### Document passage ###

Such a very sad story. She really touched your life, didn't she? It will take time, but your pain will become easier to live with. Bless you and Sammy's owner. It sounds as if she was very special. She was certainly beautiful.


----------



## Gypsy Girl (Jun 9, 2006)

Oh, I'm so sorry for you and Sammy's owner. I know how hard it can be to lose a pet. It's very sweet that you kept her ball and collar. I still have my dog's collar tucked away in my memory box. For a while it made me sad to look at it, but now it brings back really nice memories. At first, things seem terrible, but they will get better. I promise.

God Bless,
Kate


----------



## jezza (Oct 26, 2004)

i kept most of my cats things, theres even still fur weaved on to his comb


----------



## SneezerCallie (Aug 29, 2005)

Thank you for the kind comments everyone, it's still just like I can't believe she's not here. We still have one more thing ahead of us, when the vet calls to tell us we can pick up her ashes. I don't know how long that will take, but we do know where she will be buried. *sigh*

I'm like that too-I have a few strands of fur stuck to her ball, and a small collection of whiskers and shed claws I found over the years. I may put a few of the whiskers in her scrapbook.

###

● **Given request A**:
Answer these about the pet-loss forum thread above, one line each:
(i) Where does Kate keep her dog's collar?
(ii) What is still woven onto jezza's cat's comb?
(iii) What is SneezerCallie waiting for the vet to call about?
● **Given request B**: Put this sentence from the pet-loss forum thread above into Spanish: "It's very sweet that you kept her ball and collar."
● **Given request C**: Pick up the pet-loss forum thread above after its last sentence and add a few more lines in the same voice.

### Data rows ###

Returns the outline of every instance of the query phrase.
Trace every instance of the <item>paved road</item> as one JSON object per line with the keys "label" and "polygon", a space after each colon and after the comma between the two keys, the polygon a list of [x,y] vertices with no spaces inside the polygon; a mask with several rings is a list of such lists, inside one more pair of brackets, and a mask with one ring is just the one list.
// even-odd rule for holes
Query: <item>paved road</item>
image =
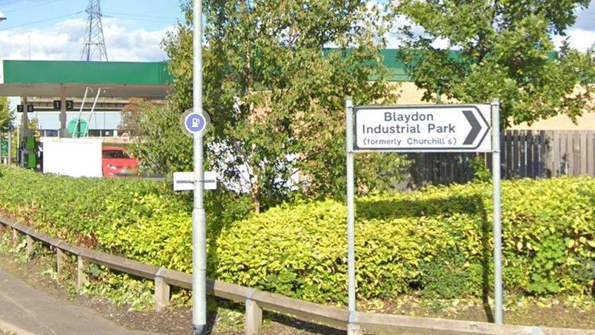
{"label": "paved road", "polygon": [[0,334],[134,335],[95,311],[31,287],[0,269]]}

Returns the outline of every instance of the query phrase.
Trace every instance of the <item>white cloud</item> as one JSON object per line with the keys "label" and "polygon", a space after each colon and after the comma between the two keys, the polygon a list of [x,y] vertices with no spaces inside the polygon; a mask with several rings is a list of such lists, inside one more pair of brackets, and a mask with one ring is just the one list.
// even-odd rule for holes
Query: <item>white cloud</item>
{"label": "white cloud", "polygon": [[[130,28],[134,21],[104,18],[104,34],[110,61],[162,61],[159,46],[168,27],[157,30]],[[0,59],[79,60],[86,21],[69,19],[44,28],[3,30],[0,26]]]}
{"label": "white cloud", "polygon": [[557,47],[562,45],[562,41],[568,38],[570,46],[579,51],[585,51],[595,44],[595,30],[585,30],[580,28],[569,29],[567,36],[554,36],[554,43]]}

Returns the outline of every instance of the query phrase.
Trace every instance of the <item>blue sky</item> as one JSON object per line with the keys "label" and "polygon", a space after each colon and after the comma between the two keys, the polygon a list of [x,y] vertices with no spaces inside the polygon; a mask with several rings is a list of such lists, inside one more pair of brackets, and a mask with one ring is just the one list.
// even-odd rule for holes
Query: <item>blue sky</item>
{"label": "blue sky", "polygon": [[[64,21],[58,19],[61,16],[84,11],[88,3],[86,0],[0,0],[0,12],[8,18],[1,28],[57,18],[23,28],[50,26]],[[183,18],[178,0],[101,0],[101,4],[104,15],[134,20],[135,25],[146,30],[162,29]],[[66,18],[84,18],[85,15],[80,13]]]}
{"label": "blue sky", "polygon": [[[378,0],[369,0],[371,3]],[[395,0],[396,1],[396,0]],[[0,0],[0,59],[79,59],[87,0]],[[182,19],[179,0],[101,0],[108,56],[112,61],[160,61],[159,44]],[[579,50],[595,44],[595,0],[567,31]],[[554,37],[560,44],[563,37]],[[390,47],[398,39],[389,37]]]}
{"label": "blue sky", "polygon": [[[0,0],[0,59],[79,59],[86,0]],[[108,57],[159,61],[159,44],[183,19],[179,0],[101,0]],[[29,41],[31,41],[30,52]]]}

###

● **Exercise response A**:
(i) In her memory box.
(ii) Fur.
(iii) To say they can pick up her ashes.

● **Exercise response B**: Es muy tierno que hayas guardado su pelota y su collar.

● **Exercise response C**:
----------



## jezza (Oct 26, 2004)

aww thats a nice idea, i was going to do the same, create a scrapbook and put all of migs things in it, i never really got round to it tho, picking up the ashes was a daunting thing, as it really does feel so final, holding your pet in an envolope is a sad thing indeed, but scattering the ashes feels liberating, like the can now be free, and i think thats a warming thought


----------



## Mr. Kind (Dec 24, 2005)

Awful sorry to hear of your loss. Sammy was her own cat and I had one like that and I must admit she was the closest to my heart. Your boss and you gave her what she wanted and she was content with that. It was her time to go and she let you know it when you picked her up without a bite or growl. Time will heal the sorrow.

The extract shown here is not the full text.